Given information ▸
---

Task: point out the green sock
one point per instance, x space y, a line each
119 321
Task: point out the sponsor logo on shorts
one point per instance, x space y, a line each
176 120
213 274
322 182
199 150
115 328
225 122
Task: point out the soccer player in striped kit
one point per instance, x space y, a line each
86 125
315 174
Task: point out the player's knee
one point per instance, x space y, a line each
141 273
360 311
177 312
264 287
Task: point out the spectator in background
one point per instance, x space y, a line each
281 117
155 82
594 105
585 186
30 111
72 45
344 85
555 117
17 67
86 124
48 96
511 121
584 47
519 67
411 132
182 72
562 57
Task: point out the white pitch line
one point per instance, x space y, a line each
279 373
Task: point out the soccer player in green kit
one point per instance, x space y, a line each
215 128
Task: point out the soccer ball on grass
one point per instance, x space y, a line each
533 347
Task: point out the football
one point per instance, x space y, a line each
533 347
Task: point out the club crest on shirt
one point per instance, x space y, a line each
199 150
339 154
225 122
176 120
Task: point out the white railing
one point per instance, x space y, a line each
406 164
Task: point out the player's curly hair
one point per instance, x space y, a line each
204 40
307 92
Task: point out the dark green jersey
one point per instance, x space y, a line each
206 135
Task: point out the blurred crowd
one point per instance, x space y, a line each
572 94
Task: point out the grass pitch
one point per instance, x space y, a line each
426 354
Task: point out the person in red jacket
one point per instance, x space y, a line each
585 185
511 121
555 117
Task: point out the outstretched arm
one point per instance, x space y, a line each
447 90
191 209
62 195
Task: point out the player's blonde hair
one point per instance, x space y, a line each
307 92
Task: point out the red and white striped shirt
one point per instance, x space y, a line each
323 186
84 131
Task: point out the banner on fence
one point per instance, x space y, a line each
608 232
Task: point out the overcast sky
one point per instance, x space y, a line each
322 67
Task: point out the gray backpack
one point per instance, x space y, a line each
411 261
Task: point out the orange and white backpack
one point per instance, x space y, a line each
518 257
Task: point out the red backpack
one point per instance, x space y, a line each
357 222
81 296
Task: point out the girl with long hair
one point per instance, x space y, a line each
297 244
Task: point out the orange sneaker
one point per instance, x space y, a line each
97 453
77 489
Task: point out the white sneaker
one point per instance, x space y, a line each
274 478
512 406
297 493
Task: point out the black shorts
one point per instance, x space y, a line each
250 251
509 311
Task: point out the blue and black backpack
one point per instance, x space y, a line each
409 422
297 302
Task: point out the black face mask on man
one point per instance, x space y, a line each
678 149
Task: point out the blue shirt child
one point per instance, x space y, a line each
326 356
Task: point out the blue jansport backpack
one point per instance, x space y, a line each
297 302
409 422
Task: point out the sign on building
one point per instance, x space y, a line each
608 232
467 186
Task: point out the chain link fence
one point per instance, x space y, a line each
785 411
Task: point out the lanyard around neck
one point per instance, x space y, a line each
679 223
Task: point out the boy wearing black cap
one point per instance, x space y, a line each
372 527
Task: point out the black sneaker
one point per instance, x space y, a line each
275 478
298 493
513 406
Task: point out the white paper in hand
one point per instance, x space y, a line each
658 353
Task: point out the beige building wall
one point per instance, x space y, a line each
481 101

---

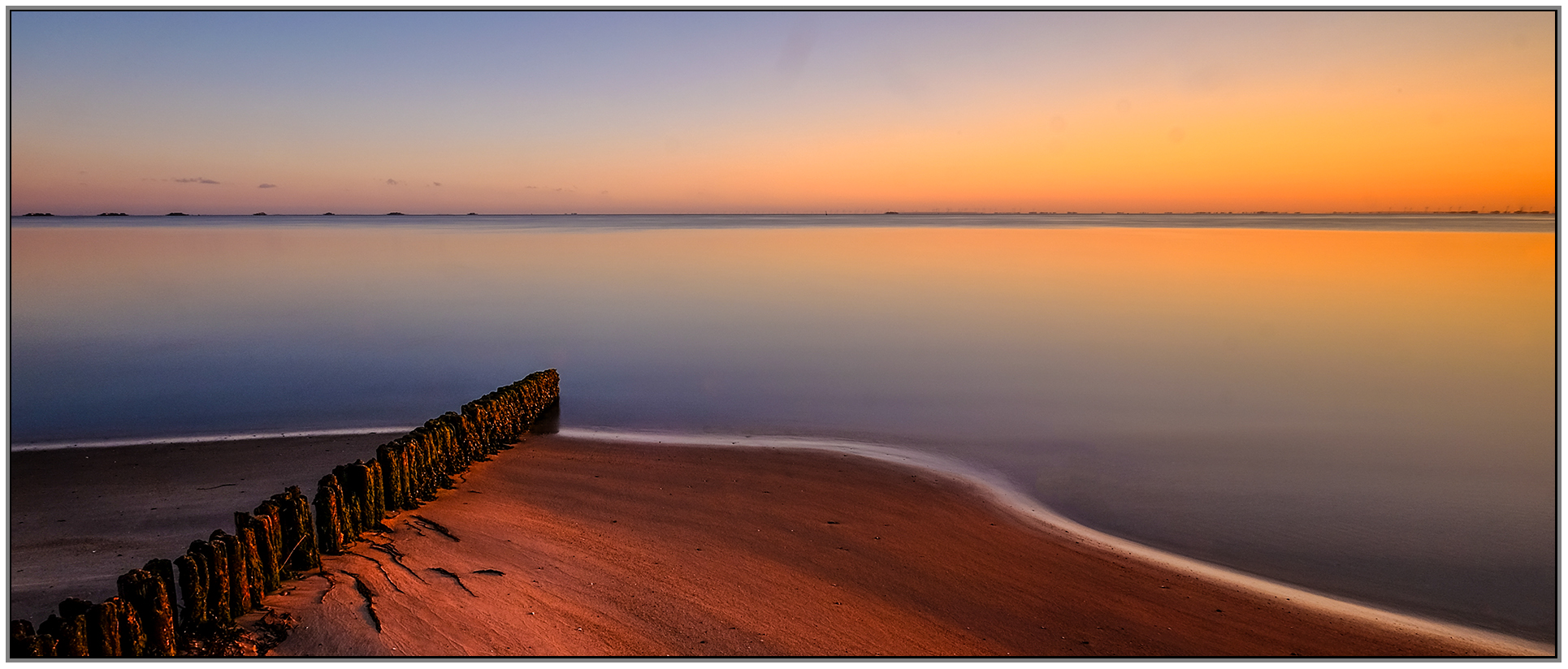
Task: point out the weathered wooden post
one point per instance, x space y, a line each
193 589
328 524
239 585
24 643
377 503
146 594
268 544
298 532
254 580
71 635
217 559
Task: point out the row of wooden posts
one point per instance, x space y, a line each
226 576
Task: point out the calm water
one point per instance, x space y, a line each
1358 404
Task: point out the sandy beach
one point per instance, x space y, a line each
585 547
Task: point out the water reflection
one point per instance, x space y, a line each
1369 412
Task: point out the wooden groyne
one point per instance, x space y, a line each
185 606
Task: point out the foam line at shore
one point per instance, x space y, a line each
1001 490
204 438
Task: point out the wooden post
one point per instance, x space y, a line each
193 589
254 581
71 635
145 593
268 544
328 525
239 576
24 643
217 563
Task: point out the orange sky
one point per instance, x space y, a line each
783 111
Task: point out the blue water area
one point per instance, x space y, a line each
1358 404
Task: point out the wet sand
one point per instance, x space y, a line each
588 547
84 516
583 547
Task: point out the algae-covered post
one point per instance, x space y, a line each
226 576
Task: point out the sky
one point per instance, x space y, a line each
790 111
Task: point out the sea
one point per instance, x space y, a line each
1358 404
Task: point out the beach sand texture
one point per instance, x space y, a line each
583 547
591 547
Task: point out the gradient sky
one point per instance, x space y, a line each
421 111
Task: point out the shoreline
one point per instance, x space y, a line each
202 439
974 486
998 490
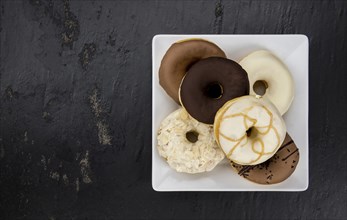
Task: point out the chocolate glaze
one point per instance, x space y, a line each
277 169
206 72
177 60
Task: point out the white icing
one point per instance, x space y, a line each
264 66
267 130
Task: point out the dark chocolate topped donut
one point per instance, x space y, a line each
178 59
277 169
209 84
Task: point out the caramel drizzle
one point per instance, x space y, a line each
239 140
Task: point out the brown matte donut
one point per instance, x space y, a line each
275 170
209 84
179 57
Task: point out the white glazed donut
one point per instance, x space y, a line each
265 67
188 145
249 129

---

To do ▸ Identify each line in the entries above that contains the word "white" and copy those lines out.

Finished exercise ▸
Task: point out the white pitch line
Task: point out the white railing
Task: point out the red and white striped shirt
Task: point out the orange and white backpack
Task: point out the white sneaker
Task: point out the white paper in hand
Task: point out the white icing
Task: point out the white glazed donut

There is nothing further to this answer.